§ WHAT NEEDS TO BE DONE
Please find every line in the items below that contains the string "steep" and copy each one out. Case counts.
── SUPPLIED RECORDS ──
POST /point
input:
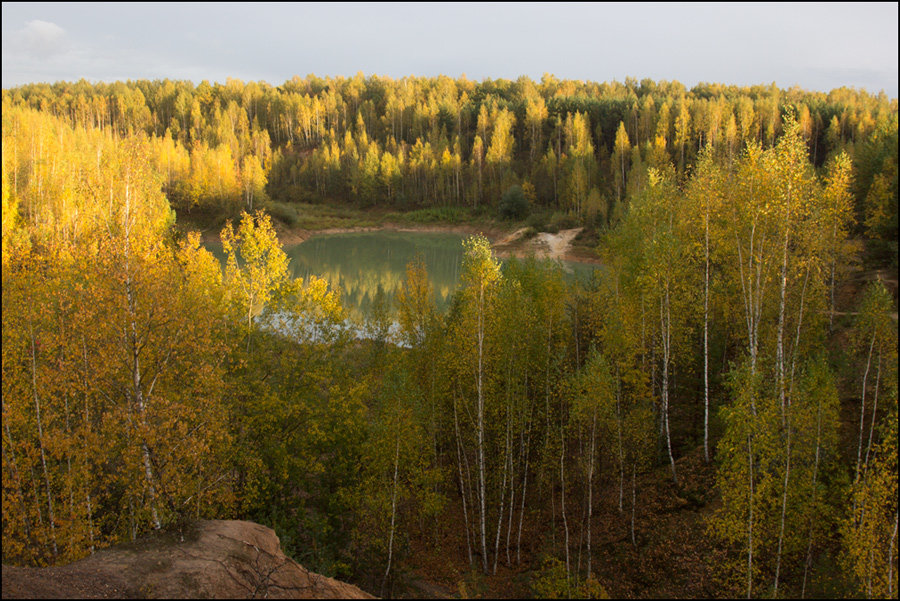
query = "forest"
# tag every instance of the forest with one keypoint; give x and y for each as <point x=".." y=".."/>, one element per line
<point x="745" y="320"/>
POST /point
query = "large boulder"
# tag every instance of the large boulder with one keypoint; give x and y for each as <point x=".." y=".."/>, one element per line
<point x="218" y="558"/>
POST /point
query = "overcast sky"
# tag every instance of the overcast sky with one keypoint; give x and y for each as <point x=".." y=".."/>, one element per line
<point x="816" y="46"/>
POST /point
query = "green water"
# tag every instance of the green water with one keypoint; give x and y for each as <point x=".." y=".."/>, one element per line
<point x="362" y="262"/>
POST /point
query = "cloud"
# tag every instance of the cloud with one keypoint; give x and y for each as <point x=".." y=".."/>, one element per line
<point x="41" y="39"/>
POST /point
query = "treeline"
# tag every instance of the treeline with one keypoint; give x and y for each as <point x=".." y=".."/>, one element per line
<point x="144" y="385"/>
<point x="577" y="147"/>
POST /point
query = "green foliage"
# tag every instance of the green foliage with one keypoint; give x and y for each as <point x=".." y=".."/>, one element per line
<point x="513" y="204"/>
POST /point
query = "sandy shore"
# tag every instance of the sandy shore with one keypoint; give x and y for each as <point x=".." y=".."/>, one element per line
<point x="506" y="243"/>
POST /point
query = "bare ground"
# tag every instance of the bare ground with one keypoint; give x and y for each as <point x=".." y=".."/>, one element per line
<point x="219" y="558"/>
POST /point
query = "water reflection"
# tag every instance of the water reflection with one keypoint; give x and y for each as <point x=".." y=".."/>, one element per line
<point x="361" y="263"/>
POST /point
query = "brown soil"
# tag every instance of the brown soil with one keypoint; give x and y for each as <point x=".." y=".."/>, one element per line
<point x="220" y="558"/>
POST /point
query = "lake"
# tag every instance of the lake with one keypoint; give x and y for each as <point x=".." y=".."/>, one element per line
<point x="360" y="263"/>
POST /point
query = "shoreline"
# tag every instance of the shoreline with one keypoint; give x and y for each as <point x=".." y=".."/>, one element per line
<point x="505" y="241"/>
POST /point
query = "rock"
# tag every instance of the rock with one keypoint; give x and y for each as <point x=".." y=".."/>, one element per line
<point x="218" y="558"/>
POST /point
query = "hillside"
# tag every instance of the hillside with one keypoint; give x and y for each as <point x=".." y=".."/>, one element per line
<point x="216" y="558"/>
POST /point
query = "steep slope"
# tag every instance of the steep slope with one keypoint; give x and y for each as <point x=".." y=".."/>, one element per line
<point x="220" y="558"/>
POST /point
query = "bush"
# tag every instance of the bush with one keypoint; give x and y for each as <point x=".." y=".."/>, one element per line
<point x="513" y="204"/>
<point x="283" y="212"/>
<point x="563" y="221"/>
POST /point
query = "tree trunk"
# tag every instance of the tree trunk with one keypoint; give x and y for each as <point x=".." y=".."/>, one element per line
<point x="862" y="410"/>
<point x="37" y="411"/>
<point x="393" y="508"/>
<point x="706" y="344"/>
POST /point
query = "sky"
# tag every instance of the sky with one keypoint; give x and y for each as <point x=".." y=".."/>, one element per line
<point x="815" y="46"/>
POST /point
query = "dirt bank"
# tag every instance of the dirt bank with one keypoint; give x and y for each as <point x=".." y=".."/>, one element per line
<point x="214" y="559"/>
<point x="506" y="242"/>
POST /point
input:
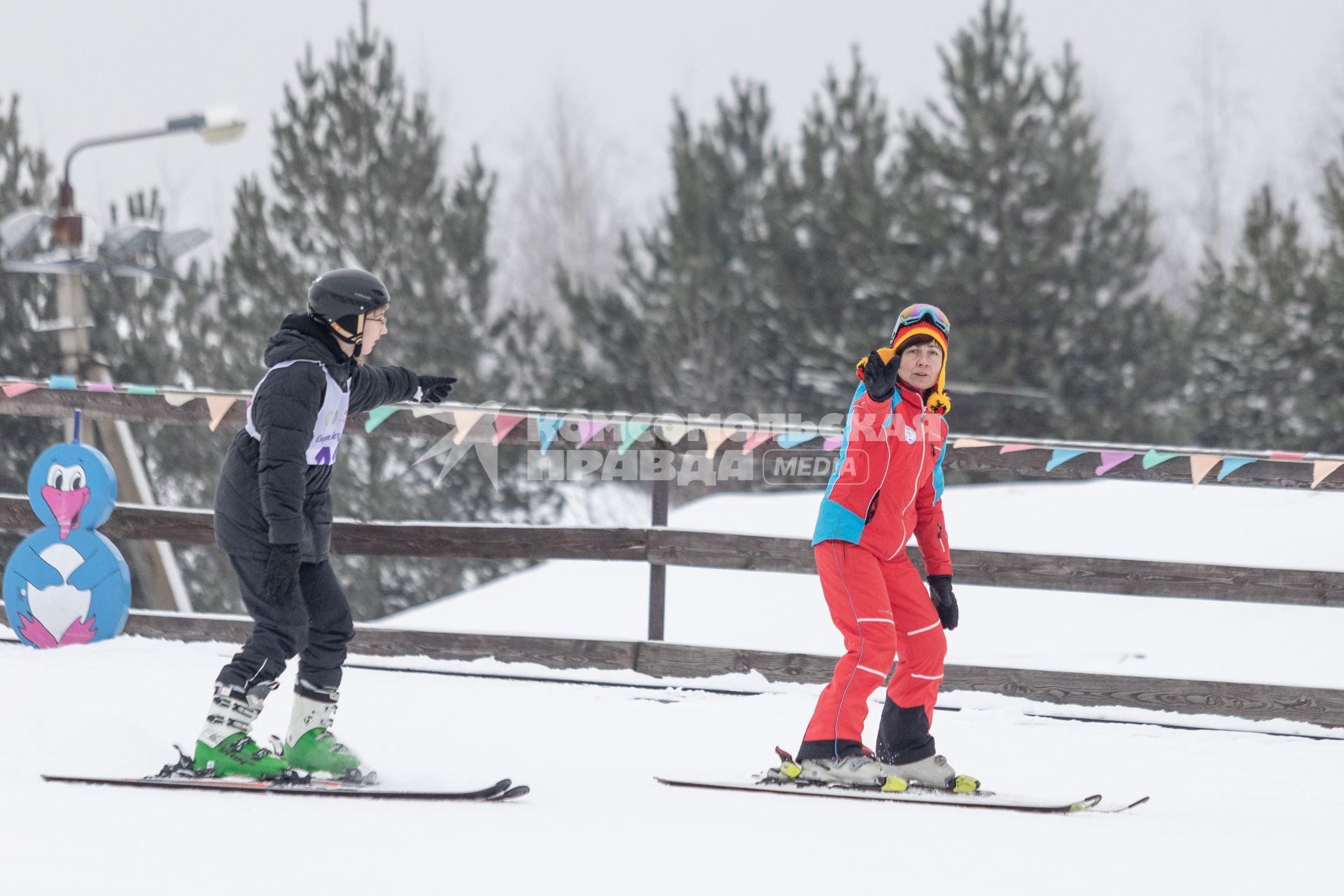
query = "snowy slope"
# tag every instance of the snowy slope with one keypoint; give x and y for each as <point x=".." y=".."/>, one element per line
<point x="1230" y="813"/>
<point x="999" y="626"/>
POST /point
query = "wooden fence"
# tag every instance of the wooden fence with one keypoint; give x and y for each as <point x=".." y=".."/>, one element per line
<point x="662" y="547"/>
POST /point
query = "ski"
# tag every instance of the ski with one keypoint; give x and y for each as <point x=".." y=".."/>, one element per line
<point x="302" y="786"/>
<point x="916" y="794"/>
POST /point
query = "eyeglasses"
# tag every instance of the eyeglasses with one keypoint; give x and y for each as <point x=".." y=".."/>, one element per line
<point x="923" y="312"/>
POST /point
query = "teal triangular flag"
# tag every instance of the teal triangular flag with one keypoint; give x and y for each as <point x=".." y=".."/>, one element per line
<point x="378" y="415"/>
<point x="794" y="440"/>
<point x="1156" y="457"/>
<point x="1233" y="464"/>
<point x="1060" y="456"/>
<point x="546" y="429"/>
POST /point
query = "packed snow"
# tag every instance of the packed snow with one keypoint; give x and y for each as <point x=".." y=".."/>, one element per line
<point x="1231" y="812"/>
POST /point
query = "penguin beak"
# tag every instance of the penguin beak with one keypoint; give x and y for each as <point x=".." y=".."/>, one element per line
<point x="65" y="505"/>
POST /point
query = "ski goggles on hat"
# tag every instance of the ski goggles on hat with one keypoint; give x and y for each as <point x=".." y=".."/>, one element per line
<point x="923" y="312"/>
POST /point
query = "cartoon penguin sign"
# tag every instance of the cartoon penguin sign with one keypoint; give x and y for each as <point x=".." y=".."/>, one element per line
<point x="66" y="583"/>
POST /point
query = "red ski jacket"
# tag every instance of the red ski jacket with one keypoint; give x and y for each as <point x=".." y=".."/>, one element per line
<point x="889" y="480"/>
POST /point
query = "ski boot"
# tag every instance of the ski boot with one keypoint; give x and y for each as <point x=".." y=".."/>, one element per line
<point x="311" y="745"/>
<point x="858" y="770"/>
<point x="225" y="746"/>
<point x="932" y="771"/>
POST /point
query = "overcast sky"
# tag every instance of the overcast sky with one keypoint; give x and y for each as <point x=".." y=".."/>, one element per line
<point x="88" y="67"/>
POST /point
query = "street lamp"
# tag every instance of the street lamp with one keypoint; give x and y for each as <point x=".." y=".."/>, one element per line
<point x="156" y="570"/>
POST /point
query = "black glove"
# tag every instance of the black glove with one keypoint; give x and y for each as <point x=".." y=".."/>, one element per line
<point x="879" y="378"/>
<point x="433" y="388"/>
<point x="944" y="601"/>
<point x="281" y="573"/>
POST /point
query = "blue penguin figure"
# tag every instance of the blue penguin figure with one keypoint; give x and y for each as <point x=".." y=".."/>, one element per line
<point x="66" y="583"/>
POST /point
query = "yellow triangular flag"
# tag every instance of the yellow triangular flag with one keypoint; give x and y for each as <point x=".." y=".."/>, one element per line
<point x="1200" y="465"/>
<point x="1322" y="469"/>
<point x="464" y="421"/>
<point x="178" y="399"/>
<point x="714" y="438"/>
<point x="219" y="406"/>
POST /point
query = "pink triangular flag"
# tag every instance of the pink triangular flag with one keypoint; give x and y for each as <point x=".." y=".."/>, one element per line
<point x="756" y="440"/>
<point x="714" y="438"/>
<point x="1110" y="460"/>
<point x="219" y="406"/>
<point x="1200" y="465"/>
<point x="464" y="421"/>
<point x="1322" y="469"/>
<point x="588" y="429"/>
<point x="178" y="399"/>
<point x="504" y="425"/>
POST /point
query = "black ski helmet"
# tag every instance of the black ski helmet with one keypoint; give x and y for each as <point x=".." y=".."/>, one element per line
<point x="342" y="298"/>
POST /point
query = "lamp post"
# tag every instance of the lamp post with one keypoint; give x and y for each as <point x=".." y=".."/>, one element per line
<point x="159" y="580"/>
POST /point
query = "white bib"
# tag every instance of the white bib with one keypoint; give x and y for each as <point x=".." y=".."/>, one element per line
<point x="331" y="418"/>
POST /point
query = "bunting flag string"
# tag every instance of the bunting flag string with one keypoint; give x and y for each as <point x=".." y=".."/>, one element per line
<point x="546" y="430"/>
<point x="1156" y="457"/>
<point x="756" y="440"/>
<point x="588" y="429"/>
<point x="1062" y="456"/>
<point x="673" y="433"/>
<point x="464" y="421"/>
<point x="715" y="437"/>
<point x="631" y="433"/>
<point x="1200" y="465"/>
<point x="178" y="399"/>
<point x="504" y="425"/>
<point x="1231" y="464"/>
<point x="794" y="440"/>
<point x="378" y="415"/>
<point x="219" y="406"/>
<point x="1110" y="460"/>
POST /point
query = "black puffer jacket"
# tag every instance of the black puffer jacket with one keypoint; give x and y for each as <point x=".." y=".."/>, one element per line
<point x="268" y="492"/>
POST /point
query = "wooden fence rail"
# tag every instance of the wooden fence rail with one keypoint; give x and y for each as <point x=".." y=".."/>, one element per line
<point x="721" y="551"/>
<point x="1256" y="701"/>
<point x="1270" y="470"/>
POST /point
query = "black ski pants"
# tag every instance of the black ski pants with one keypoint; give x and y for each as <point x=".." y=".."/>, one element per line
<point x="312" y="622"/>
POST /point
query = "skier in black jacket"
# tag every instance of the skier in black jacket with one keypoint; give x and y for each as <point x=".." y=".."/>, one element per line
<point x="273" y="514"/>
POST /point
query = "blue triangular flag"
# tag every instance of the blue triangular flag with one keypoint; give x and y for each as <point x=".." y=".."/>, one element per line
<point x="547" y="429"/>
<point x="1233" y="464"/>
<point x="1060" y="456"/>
───
§ WRITTEN RESPONSE
query = "steep slope"
# tag every instance of the steep slope with one keypoint; give x and y for each as <point x=".." y=".."/>, one element per line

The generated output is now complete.